WHAT YOU WILL DO: An exact copy of every entry is the required answer.

PROVIDED RECORDS:

▼▼▼

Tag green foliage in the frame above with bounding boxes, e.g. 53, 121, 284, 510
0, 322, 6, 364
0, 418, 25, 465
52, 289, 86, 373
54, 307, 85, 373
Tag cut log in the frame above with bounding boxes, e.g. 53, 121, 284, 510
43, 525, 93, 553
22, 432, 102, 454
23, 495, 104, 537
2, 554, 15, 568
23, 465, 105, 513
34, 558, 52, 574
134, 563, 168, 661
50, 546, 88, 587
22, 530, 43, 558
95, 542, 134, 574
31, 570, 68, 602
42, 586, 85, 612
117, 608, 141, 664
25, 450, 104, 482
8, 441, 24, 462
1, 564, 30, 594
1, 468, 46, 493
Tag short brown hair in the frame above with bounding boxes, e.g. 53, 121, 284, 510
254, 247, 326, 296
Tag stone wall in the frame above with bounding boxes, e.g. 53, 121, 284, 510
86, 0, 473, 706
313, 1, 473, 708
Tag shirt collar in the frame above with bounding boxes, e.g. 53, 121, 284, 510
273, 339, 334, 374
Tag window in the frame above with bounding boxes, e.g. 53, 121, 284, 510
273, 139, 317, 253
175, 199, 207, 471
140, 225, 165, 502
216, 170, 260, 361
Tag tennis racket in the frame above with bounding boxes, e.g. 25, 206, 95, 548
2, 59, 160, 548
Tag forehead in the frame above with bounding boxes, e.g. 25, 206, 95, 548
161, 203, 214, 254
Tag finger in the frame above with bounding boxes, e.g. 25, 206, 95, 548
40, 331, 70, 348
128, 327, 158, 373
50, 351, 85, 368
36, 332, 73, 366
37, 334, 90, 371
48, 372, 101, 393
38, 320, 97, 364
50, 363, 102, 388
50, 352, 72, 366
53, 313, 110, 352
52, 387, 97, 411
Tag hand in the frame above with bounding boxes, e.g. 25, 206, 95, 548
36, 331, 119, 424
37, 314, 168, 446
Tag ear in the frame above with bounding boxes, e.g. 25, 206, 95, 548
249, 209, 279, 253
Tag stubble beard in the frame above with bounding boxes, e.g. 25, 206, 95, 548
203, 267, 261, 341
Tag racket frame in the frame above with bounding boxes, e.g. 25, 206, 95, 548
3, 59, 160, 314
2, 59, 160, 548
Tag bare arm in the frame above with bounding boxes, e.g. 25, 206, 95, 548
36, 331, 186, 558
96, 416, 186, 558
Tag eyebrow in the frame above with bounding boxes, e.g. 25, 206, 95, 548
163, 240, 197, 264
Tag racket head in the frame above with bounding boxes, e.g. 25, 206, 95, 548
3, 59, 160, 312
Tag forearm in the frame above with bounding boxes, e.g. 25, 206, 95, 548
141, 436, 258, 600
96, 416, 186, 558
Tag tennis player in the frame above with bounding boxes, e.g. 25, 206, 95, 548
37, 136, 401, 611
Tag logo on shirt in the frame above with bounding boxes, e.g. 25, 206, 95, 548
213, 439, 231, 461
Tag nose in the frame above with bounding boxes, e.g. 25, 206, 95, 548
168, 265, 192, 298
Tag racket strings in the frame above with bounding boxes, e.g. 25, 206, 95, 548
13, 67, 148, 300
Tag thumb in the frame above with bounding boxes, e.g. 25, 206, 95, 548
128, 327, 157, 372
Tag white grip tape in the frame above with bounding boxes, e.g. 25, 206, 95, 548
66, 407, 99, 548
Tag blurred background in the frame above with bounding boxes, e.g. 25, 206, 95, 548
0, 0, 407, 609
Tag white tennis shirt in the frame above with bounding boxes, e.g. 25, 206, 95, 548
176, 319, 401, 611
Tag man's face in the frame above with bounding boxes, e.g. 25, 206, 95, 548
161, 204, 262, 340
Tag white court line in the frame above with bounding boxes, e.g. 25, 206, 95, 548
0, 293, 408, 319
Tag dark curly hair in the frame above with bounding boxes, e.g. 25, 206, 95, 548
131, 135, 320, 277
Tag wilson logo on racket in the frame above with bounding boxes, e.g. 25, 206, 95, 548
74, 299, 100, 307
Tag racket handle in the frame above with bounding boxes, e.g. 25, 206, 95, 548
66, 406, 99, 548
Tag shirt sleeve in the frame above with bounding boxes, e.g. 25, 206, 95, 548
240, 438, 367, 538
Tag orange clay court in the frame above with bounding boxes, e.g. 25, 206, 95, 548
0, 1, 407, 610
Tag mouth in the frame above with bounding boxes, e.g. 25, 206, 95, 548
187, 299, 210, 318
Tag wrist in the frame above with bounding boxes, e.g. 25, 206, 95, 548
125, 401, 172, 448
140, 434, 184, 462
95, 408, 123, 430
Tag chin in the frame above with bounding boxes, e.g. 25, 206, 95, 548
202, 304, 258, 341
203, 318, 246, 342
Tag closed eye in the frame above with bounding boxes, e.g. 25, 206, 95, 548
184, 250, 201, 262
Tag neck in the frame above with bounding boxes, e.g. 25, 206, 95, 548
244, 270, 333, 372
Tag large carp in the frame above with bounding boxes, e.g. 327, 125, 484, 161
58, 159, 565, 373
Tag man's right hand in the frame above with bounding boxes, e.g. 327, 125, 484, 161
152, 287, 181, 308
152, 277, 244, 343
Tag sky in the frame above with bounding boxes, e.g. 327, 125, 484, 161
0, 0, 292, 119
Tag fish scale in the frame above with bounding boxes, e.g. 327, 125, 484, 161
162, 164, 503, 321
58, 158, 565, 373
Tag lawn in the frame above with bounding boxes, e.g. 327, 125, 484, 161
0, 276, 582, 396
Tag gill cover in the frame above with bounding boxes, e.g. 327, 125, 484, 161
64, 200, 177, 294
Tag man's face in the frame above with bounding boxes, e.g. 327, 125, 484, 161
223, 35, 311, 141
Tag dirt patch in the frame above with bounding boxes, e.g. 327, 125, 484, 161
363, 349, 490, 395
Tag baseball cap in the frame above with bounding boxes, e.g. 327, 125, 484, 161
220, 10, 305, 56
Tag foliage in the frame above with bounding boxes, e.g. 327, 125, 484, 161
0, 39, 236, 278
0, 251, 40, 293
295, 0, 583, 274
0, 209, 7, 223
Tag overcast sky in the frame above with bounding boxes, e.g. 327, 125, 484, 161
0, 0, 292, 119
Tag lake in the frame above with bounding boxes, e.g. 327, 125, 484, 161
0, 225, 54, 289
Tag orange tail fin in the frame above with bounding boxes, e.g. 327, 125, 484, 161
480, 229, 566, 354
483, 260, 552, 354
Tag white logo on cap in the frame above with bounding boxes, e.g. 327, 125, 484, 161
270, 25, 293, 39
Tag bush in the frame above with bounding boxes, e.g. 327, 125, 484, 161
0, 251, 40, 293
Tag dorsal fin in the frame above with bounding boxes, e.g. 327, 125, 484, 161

▲▲▲

SOLUTION:
Tag green foliage in the frame above with bounding boxes, e.g. 53, 121, 284, 510
0, 322, 6, 364
0, 418, 25, 465
52, 289, 86, 373
54, 307, 85, 373
Tag cut log in the frame above with bounding boxes, e.g. 53, 121, 284, 510
43, 525, 93, 553
22, 432, 102, 454
23, 495, 104, 537
2, 554, 15, 568
23, 465, 105, 513
34, 558, 52, 574
134, 563, 168, 661
50, 546, 88, 587
22, 530, 43, 558
95, 542, 134, 574
31, 570, 68, 602
42, 586, 85, 612
117, 608, 141, 664
25, 450, 104, 482
8, 441, 24, 462
1, 564, 30, 594
1, 468, 46, 493
Tag short brown hair in the frame above with bounding boxes, e.g. 53, 121, 284, 510
254, 247, 326, 296
Tag stone wall in the frame above with bounding boxes, e.g. 53, 121, 284, 510
86, 0, 473, 706
313, 1, 473, 708
Tag shirt collar in the frame above with bounding boxes, e.g. 53, 121, 284, 510
273, 339, 334, 374
Tag window in the frame above with bounding boxes, e.g. 53, 121, 284, 510
273, 139, 317, 253
175, 199, 207, 471
140, 225, 165, 502
216, 170, 260, 361
Tag tennis racket in the frame above with bounding boxes, e.g. 25, 206, 95, 548
2, 59, 160, 548
Tag forehead in the frame above with bounding boxes, e.g. 25, 206, 95, 548
161, 203, 214, 254
Tag finger in the frame above with bounding boxes, e.g. 25, 206, 95, 548
40, 331, 70, 348
128, 327, 158, 373
50, 351, 85, 368
36, 332, 73, 366
37, 334, 90, 371
48, 372, 101, 393
38, 320, 97, 364
50, 363, 102, 388
50, 352, 72, 366
53, 313, 110, 352
52, 387, 97, 411
Tag hand in the frame above with bounding boxes, e.g. 25, 206, 95, 548
36, 331, 119, 424
37, 314, 168, 446
Tag ear in the frame above with bounding boxes, e.g. 25, 206, 95, 548
249, 209, 279, 253
Tag stubble beard in the frame above with bounding boxes, e.g. 25, 206, 95, 548
203, 267, 261, 341
Tag racket frame in the frame above with bounding boxes, e.g. 25, 206, 95, 548
3, 59, 160, 314
2, 59, 160, 548
Tag bare arm in the frame above with bounding boxes, e.g. 25, 206, 95, 548
36, 331, 186, 558
96, 416, 186, 558
Tag eyebrow in the frame above with bounding boxes, e.g. 25, 206, 95, 548
163, 240, 197, 264
Tag racket head in the frame above with bounding boxes, e.g. 25, 206, 95, 548
3, 59, 160, 312
Tag forearm in the frame above with bounding boxes, e.g. 25, 206, 95, 548
141, 436, 258, 600
96, 416, 186, 558
Tag tennis player in the frame above with bounding boxes, e.g. 25, 206, 95, 548
37, 136, 401, 611
Tag logo on shirt in the frame above with bounding boxes, e.g. 25, 206, 95, 548
213, 439, 231, 461
Tag nose in the frame above with bounding boxes, e.g. 25, 206, 95, 548
168, 265, 192, 298
Tag racket strings in the frame above with bounding boxes, e.g. 25, 206, 95, 548
13, 67, 148, 300
Tag thumb in the frame above with bounding boxes, e.g. 25, 206, 95, 548
128, 327, 157, 372
Tag white grip tape in the frame above with bounding boxes, e.g. 25, 206, 95, 548
66, 407, 99, 548
Tag blurred background in the frame above with bounding boxes, e.g. 25, 206, 95, 548
0, 0, 407, 609
Tag white tennis shirt in the frame above with bounding boxes, e.g. 25, 206, 95, 548
176, 319, 401, 611
Tag man's face in the frame above with bounding boxes, e.g. 25, 206, 95, 548
161, 204, 262, 340
Tag white court line in the frame above with bounding boxes, e.g. 25, 206, 95, 548
0, 293, 408, 319
Tag dark curly hair in the frame above with bounding boxes, e.g. 25, 206, 95, 548
131, 135, 320, 277
Tag wilson logo on racket in the frame above with bounding boxes, e.g. 25, 206, 95, 548
74, 299, 100, 307
Tag racket handle in the frame above with bounding boxes, e.g. 25, 206, 95, 548
66, 406, 99, 548
Tag shirt sleeve in the frame above with bounding boxes, e.g. 25, 206, 95, 548
240, 438, 367, 538
Tag orange clay court in the frame above with bounding boxes, e.g. 25, 206, 95, 548
0, 1, 407, 610
Tag mouth in the frame above with bounding boxes, e.g. 25, 206, 95, 548
187, 299, 210, 318
Tag wrist in the frame above with bounding boxes, e.g. 25, 206, 95, 548
125, 401, 172, 448
140, 434, 184, 462
95, 408, 123, 430
Tag chin in the frame above with bounding boxes, e.g. 25, 206, 95, 548
202, 304, 258, 341
203, 318, 246, 342
Tag closed eye in the frame above with bounding boxes, e.g. 25, 206, 95, 548
184, 250, 201, 262
Tag neck in the frame above with bounding boxes, e.g. 25, 206, 95, 548
244, 270, 333, 372
Tag large carp in the frame above with bounding boxes, e.g. 327, 125, 484, 161
58, 159, 565, 373
Tag man's right hand in the frame above with bounding boxes, e.g. 327, 125, 484, 161
152, 287, 181, 308
152, 277, 244, 343
Tag sky in the frame above with bounding boxes, e.g. 327, 125, 484, 161
0, 0, 292, 119
Tag fish scale in the frame above with bounding boxes, e.g. 327, 125, 484, 161
162, 164, 503, 321
58, 158, 565, 373
Tag lawn in the frame above with bounding boxes, e.g. 327, 125, 484, 161
0, 276, 582, 396
Tag gill cover in the frame above with bounding boxes, e.g. 327, 125, 484, 161
64, 200, 177, 294
Tag man's face in the frame above with bounding boxes, e.g. 327, 125, 484, 161
223, 35, 311, 141
Tag dirt patch in the frame above with bounding boxes, e.g. 327, 125, 484, 161
363, 349, 490, 395
Tag baseball cap in the frame above with bounding boxes, e.g. 327, 125, 484, 161
220, 10, 305, 56
Tag foliage in the frame above with bounding boxes, e.g. 327, 125, 484, 161
0, 39, 236, 278
0, 251, 40, 293
295, 0, 583, 274
0, 209, 7, 223
Tag overcast sky in the frame above with bounding boxes, e.g. 327, 125, 484, 161
0, 0, 292, 119
Tag lake in the frame above with bounding boxes, e.g. 327, 125, 484, 161
0, 225, 54, 289
Tag orange tail fin in the frame above with bounding boxes, e.g. 327, 125, 484, 161
480, 229, 566, 354
483, 260, 552, 354
Tag white logo on cap in the frame above with bounding boxes, e.g. 327, 125, 484, 161
270, 25, 293, 39
Tag bush in the frame above with bounding boxes, e.g. 327, 125, 484, 161
0, 251, 40, 293
Tag dorsal fin in the frame above with bounding boxes, e.g. 327, 125, 484, 161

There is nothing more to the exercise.